# Records to use start

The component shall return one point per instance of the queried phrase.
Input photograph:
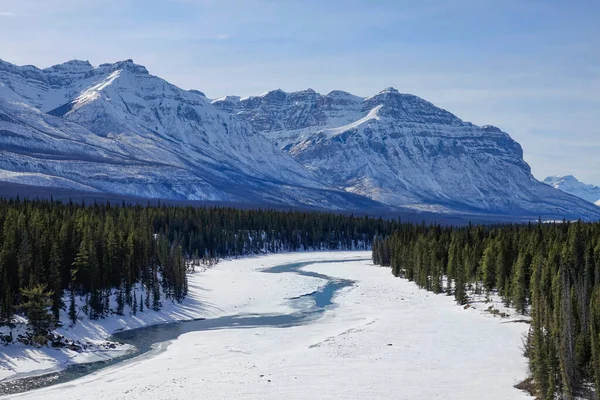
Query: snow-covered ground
(383, 339)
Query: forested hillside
(549, 271)
(117, 256)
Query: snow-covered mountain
(118, 129)
(399, 149)
(571, 185)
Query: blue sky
(531, 67)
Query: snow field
(383, 339)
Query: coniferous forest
(550, 272)
(53, 254)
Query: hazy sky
(531, 67)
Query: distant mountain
(118, 129)
(399, 149)
(571, 185)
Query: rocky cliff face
(401, 150)
(570, 184)
(119, 129)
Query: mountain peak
(127, 65)
(71, 64)
(389, 90)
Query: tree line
(548, 271)
(104, 259)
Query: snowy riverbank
(385, 338)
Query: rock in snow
(570, 184)
(118, 129)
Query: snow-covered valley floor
(382, 339)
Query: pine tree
(36, 309)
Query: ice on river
(383, 339)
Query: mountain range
(118, 129)
(571, 185)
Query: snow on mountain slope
(571, 185)
(118, 129)
(402, 150)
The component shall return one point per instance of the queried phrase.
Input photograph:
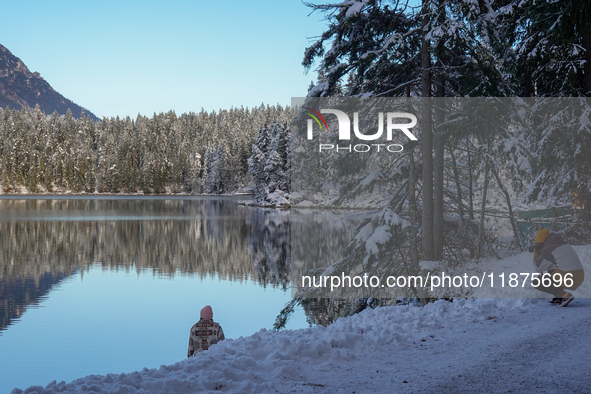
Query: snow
(355, 8)
(468, 345)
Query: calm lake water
(100, 285)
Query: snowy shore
(482, 345)
(486, 345)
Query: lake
(96, 284)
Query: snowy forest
(484, 48)
(203, 153)
(447, 190)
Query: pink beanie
(207, 313)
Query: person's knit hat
(542, 235)
(206, 313)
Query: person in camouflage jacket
(204, 333)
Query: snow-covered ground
(470, 345)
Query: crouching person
(204, 333)
(553, 254)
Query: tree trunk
(509, 207)
(438, 173)
(426, 140)
(470, 186)
(587, 45)
(458, 185)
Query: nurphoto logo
(344, 131)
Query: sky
(124, 58)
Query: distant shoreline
(107, 196)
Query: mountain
(19, 87)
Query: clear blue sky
(121, 58)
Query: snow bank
(264, 361)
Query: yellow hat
(542, 235)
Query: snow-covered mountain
(19, 87)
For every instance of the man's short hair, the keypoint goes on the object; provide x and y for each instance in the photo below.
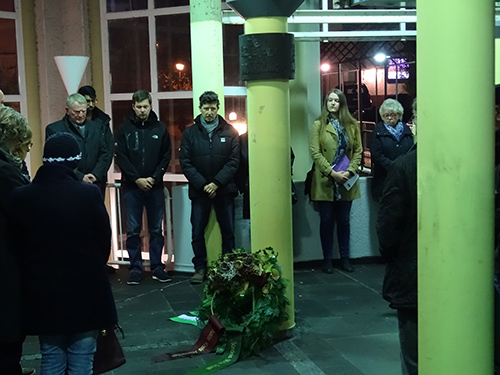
(141, 95)
(209, 97)
(88, 90)
(79, 98)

# Records to use end

▶ [Goal]
Reproduce each entry precisely. Leave the pictures out.

▶ [Response to this exercise]
The component shall return one point per instance of the queried phrase.
Input photograph:
Query: snow-covered ground
(383, 339)
Query: forested hillside
(549, 271)
(117, 256)
Query: snow-covered mountain
(118, 129)
(399, 149)
(571, 185)
Query: blue sky
(531, 67)
Query: snow field
(383, 339)
Query: coniferous forest
(550, 272)
(53, 254)
Query: hazy sky
(531, 67)
Query: distant mountain
(118, 129)
(399, 149)
(571, 185)
Query: rocky cliff face
(401, 150)
(570, 184)
(119, 129)
Query: mountain peak
(127, 65)
(71, 64)
(389, 90)
Query: tree line
(548, 271)
(104, 259)
Query: snowy riverbank
(385, 338)
Query: rock in snow
(570, 184)
(118, 129)
Query: snow-covered valley floor
(382, 339)
Query: pine tree
(36, 309)
Query: ice on river
(383, 339)
Query: mountain range
(118, 129)
(571, 185)
Query: snow on mountain slope
(571, 185)
(118, 129)
(402, 150)
The component shall return one point per instance of the queried phrase.
Input photograph:
Query: snow
(355, 8)
(468, 345)
Query: calm lake water
(100, 285)
Query: snowy shore
(482, 345)
(486, 345)
Query: lake
(96, 284)
Query: snowy forest
(484, 48)
(203, 153)
(447, 190)
Query: pink beanie
(207, 313)
Query: person's knit hat
(542, 235)
(206, 313)
Query: person in camouflage jacket
(204, 333)
Query: snow-covered ground
(470, 345)
Query: crouching person
(204, 333)
(553, 254)
Query: tree trunk
(509, 207)
(438, 173)
(426, 140)
(470, 186)
(587, 45)
(458, 185)
Query: nurphoto logo
(344, 131)
Query: sky
(124, 58)
Query: distant shoreline
(107, 196)
Query: mountain
(19, 87)
Query: clear blue sky
(121, 58)
Query: snow bank
(264, 361)
Query: yellow hat
(542, 235)
Query: snow-covered mountain
(19, 87)
For every instance of the man's short hair, the keypoint goes on the object; provide x and y for each instance in the photo below.
(141, 95)
(209, 97)
(88, 90)
(79, 98)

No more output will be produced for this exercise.